Prompt - Please copy out the entries below exactly, beginning with the line that contains "Return one point per instance of the palace" and ending with the line that contains "Return one point per instance of the window, each", and include nothing outside that span.

Data extracts -
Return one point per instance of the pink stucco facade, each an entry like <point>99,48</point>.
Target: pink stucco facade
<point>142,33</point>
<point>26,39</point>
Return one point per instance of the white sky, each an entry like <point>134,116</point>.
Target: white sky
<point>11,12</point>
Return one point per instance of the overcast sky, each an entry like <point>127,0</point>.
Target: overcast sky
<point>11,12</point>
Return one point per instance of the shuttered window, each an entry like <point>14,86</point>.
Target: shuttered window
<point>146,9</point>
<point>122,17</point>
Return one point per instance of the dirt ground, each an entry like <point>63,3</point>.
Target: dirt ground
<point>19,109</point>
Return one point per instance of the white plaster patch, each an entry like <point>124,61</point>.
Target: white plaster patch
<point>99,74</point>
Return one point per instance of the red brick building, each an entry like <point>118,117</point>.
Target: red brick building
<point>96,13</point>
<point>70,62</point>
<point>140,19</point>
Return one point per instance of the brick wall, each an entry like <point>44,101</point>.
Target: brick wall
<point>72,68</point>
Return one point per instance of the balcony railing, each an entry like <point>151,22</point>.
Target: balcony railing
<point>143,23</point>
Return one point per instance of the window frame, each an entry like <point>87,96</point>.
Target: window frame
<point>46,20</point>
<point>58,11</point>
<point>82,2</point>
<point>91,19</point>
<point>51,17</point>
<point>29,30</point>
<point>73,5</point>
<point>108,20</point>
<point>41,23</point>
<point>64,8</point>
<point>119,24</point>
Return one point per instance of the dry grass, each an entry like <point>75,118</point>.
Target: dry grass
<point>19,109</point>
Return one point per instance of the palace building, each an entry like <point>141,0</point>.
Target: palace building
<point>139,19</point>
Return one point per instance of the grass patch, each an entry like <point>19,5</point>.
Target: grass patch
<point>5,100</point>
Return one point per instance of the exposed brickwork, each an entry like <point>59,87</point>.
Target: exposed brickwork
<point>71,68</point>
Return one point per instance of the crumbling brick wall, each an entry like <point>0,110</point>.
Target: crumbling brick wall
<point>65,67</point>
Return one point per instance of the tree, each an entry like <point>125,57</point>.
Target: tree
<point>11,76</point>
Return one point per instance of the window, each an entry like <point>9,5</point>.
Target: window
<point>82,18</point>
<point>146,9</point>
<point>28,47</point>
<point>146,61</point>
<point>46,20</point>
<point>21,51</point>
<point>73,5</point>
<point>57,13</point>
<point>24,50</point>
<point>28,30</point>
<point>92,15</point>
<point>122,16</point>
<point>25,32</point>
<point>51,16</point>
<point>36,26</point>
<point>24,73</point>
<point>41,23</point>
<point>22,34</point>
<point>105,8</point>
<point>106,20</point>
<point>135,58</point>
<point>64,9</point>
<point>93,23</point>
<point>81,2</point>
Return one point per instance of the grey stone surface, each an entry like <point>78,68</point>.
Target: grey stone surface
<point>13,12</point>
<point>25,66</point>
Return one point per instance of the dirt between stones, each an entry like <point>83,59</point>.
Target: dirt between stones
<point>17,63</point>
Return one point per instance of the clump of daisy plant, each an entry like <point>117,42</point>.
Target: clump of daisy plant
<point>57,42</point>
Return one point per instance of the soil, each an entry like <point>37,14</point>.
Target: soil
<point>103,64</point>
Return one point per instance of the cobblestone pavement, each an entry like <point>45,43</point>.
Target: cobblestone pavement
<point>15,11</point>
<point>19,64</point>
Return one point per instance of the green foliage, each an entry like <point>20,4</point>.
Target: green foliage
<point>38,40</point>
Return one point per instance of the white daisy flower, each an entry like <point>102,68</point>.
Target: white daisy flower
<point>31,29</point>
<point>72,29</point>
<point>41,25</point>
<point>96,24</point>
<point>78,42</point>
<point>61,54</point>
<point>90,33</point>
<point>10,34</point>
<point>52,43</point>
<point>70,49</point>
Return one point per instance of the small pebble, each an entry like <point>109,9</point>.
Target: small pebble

Result below -
Return one point per instance of the palace building, each an entry like <point>141,0</point>.
Target: palace building
<point>139,19</point>
Return one point per instance of the grass patch, each an entry like <point>19,5</point>.
Target: grass patch
<point>5,100</point>
Return one point per instance of the exposed brickwork, each an entry like <point>59,87</point>.
Target: exposed brickwork
<point>71,68</point>
Return one point per instance of the crumbling brick wall, each an entry like <point>0,110</point>.
Target: crumbling brick wall
<point>65,67</point>
Return one point per instance of the tree, each an entry like <point>125,57</point>.
Target: tree
<point>11,76</point>
Return one point per instance of the window, each an entry like <point>9,5</point>.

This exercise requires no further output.